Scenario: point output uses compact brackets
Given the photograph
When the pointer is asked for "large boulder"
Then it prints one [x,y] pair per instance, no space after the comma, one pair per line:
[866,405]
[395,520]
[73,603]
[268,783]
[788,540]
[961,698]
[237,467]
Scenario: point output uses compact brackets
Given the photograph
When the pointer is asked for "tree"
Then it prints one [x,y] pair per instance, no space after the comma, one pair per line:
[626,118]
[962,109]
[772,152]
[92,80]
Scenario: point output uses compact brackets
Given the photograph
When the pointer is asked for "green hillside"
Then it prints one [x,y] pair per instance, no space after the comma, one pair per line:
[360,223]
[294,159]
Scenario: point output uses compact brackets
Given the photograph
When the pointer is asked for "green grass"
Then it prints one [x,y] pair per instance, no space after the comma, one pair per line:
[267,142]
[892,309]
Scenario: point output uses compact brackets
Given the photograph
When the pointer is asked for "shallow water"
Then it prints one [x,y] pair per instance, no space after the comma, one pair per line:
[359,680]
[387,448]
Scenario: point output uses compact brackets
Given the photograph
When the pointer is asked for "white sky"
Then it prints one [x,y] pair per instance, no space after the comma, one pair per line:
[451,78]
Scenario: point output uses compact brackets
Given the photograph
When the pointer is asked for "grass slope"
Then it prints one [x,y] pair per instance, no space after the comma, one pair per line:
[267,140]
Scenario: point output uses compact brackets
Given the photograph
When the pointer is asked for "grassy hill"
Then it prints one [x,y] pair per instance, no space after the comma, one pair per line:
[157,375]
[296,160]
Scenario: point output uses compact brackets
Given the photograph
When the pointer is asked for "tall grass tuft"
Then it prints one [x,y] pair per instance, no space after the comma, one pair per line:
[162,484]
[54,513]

━━━

> Task to carry out
Output every record exactly as written, with nothing dropped.

> Solution below
Scenario: point output uses compact brackets
Given the photograph
When the pointer is asked for "large boulder"
Then it prints one [x,y] pair per instance, no space after the comma, one pair per line:
[866,405]
[395,520]
[73,603]
[268,783]
[788,540]
[961,698]
[237,467]
Scenario: point output uses compact brackets
Given the photograph
When the pointer is asked for "tree"
Then it prints one [x,y] pair per instance, no space after the comma, one pair per line:
[626,118]
[962,109]
[772,152]
[92,80]
Scenario: point output uses compact brackets
Given the photograph
When the pointer is asked for "green hillside"
Then it prints one [x,y] pair per instance, no space after the comma, one pair per line:
[360,223]
[294,159]
Scenario: point output uses compact brackets
Given the photograph
When the pointer is asked for "green grass"
Then it prints one [x,y] pair per instance, no space after the comma, one pair per line:
[267,142]
[892,309]
Scenario: point output uses compact brackets
Given the photograph
When the pointer is asked for "shallow water"
Then it prints one [x,y] pair per instance, no space after the comma, one pair per line:
[359,680]
[387,448]
Scenario: point output uses compact brackets
Given the photograph
When the pointer is asked for "white sky"
Then it prints one [x,y] pair per instance, no space after the comma, one pair per line:
[451,78]
Scenario: point output uses compact brackets
Given the photograph
When the pointer is asked for "grass slope"
Then it prints one [x,y] pair per instance, no space after the comma, one pair per line:
[267,140]
Scenario: point output uses compact brackets
Given the photograph
When the pointer is asked for "grassy hill"
Then it prints one [x,y] pair per instance, no space after the comma, one pair per line:
[157,375]
[296,160]
Scenario: point output uses compact brackets
Given the photograph
When the pointer is asked for "tall grass tuft"
Then it prints one [x,y] pair per instance, no space after the comma, one pair per line:
[162,484]
[54,513]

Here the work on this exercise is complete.